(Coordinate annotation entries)
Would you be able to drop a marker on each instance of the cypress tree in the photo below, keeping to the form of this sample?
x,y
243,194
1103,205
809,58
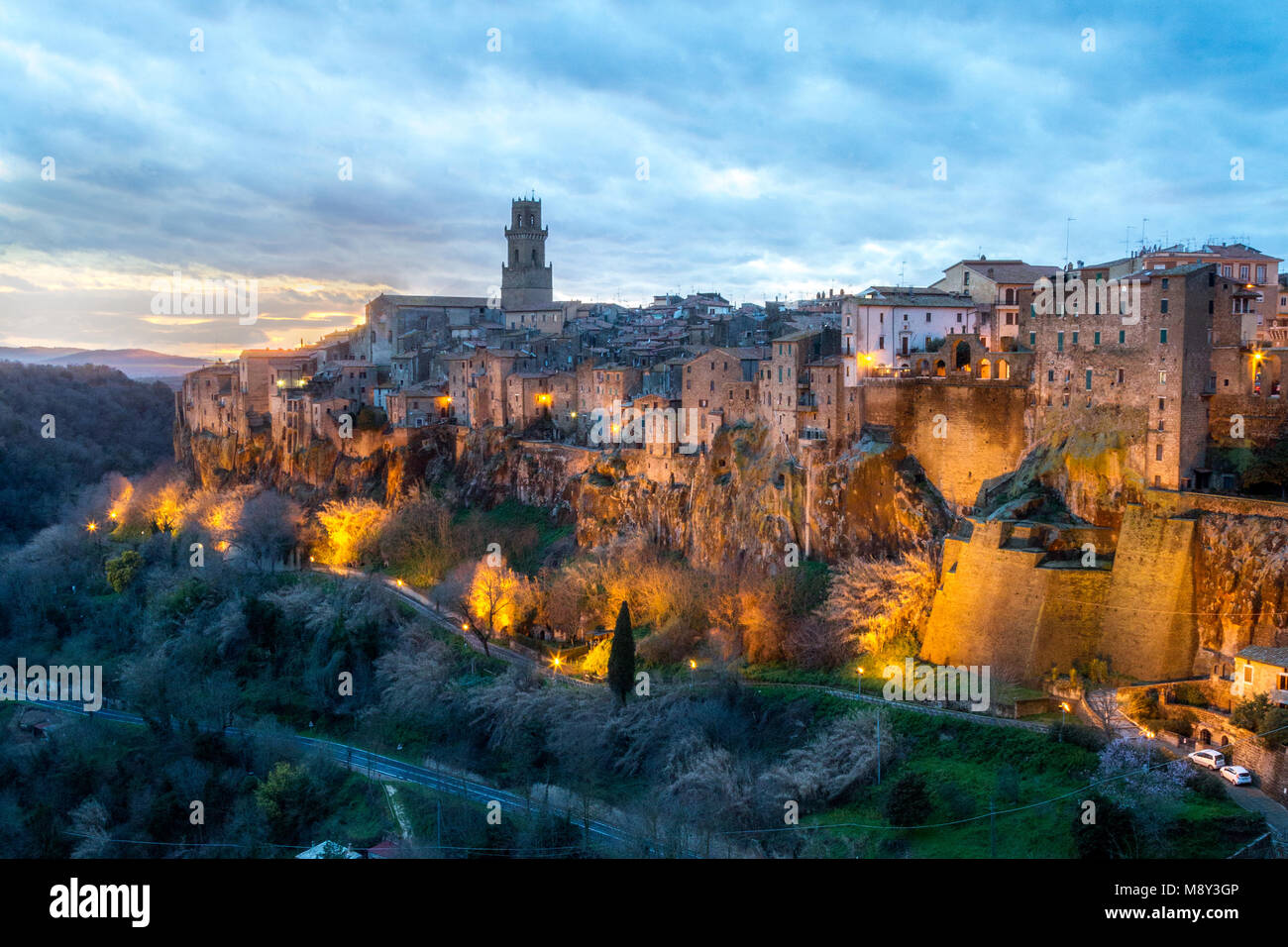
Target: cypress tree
x,y
621,656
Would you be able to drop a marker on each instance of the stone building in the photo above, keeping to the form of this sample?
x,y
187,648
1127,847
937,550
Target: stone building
x,y
526,279
209,398
996,286
1261,671
784,384
892,326
1145,375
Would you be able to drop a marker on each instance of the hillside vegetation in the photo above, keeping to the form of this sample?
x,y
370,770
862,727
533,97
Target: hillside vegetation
x,y
102,421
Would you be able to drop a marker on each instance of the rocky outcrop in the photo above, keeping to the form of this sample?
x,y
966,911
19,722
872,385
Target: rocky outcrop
x,y
1090,474
1240,579
748,500
368,466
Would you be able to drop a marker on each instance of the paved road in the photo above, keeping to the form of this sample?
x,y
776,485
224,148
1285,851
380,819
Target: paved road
x,y
1245,796
389,768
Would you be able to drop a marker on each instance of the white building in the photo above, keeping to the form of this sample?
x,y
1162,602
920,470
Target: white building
x,y
888,328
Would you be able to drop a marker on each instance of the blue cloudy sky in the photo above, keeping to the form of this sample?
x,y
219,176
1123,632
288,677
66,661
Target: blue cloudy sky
x,y
769,171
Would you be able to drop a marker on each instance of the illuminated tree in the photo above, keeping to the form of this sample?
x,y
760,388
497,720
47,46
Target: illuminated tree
x,y
492,600
879,599
351,530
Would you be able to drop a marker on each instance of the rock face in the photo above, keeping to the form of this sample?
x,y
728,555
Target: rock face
x,y
1093,474
743,499
369,466
1241,582
746,499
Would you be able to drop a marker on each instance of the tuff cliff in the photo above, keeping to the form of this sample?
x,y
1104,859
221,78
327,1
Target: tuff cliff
x,y
1091,474
368,466
747,499
1240,578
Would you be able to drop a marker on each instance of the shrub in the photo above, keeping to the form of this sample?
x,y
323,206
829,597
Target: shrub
x,y
123,570
909,802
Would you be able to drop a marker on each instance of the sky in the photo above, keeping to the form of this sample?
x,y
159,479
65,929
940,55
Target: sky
x,y
759,150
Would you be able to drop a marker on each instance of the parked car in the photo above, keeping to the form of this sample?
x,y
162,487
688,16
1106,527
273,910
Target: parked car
x,y
1236,775
1209,759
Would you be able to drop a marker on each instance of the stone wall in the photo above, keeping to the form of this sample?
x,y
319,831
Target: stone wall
x,y
1009,604
962,433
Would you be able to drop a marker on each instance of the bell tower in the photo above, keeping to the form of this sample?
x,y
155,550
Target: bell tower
x,y
526,282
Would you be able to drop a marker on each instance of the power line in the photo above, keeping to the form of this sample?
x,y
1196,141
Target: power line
x,y
304,848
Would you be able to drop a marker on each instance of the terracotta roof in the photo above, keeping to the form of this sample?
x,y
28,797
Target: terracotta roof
x,y
1266,656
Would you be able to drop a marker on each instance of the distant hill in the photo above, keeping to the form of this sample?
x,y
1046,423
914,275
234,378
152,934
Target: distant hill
x,y
104,421
137,364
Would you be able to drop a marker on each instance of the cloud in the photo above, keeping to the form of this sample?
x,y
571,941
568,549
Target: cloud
x,y
772,171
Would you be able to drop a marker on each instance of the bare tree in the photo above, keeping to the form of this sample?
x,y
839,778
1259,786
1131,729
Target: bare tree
x,y
267,527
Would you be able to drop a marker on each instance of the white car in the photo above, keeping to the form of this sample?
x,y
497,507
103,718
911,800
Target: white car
x,y
1236,775
1209,759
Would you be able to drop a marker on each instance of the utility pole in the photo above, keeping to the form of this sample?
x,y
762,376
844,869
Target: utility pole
x,y
992,828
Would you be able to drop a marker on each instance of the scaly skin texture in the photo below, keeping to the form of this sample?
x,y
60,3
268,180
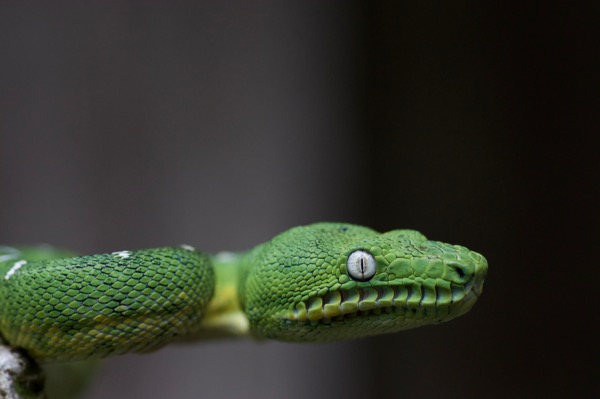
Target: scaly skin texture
x,y
296,287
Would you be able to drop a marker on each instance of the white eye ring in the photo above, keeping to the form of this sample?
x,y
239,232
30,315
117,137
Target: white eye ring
x,y
361,265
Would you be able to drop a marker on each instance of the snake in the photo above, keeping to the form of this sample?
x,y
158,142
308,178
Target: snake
x,y
321,282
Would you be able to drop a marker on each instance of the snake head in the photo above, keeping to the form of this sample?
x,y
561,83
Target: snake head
x,y
326,282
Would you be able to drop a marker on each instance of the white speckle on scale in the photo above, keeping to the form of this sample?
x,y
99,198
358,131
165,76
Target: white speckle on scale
x,y
9,253
122,254
14,269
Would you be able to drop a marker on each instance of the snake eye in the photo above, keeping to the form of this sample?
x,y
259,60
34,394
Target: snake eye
x,y
361,265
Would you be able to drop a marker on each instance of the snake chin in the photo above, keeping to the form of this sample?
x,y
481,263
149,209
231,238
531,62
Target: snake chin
x,y
435,302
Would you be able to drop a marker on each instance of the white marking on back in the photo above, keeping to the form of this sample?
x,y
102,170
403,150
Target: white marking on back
x,y
14,269
11,253
122,254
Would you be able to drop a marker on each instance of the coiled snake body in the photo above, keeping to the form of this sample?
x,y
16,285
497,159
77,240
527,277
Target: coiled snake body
x,y
322,282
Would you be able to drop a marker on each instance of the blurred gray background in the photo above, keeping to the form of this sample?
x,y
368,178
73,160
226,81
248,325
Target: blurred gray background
x,y
219,125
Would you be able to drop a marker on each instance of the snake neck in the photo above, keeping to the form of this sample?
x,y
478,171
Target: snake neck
x,y
224,317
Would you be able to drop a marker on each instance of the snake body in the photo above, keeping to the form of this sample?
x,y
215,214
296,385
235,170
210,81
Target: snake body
x,y
316,283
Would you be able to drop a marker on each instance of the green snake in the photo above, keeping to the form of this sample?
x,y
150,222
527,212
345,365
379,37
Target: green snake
x,y
316,283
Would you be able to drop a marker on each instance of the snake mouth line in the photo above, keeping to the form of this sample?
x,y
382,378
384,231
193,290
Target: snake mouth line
x,y
418,299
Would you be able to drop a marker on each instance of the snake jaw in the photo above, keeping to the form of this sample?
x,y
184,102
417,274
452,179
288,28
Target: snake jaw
x,y
427,298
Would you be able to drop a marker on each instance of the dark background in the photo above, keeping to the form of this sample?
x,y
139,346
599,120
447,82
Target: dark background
x,y
219,125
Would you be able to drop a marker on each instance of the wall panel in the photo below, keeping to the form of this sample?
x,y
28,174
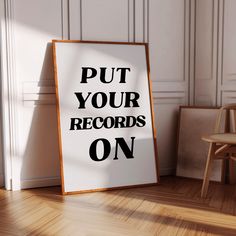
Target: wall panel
x,y
227,64
36,23
105,20
206,52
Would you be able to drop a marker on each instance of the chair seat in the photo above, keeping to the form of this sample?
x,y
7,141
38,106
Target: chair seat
x,y
225,138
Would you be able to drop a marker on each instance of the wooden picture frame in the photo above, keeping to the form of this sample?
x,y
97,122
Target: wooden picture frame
x,y
76,67
195,122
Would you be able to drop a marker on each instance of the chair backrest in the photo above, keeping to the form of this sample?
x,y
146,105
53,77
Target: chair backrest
x,y
230,119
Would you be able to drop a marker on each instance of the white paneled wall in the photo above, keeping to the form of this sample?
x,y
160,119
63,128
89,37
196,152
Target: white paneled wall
x,y
192,56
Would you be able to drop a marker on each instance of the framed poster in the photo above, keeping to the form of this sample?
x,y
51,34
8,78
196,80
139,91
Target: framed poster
x,y
105,115
194,122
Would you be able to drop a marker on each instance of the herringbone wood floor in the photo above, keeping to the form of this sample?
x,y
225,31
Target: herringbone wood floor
x,y
172,208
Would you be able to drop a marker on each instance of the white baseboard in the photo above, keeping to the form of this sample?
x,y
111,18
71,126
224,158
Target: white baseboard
x,y
55,181
167,171
40,182
1,180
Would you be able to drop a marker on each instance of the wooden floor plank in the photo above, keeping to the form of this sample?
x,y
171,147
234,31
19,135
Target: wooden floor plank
x,y
172,208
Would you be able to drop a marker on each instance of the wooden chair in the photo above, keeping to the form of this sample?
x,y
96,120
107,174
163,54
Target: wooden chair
x,y
222,144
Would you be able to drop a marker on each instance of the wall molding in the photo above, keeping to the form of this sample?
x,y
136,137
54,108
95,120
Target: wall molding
x,y
40,182
10,98
1,180
167,171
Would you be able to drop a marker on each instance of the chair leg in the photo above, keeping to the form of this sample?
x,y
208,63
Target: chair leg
x,y
207,173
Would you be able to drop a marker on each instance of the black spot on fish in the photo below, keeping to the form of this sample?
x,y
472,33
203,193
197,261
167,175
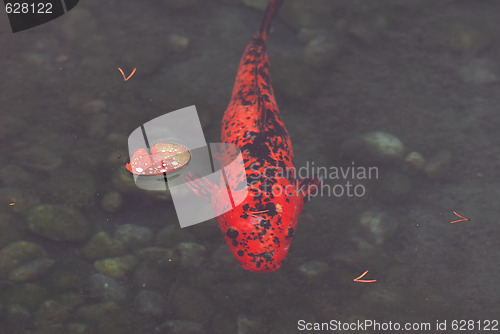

Request: How many lines in the records contain the string "scaly"? Reply with the number alone.

Solution: 2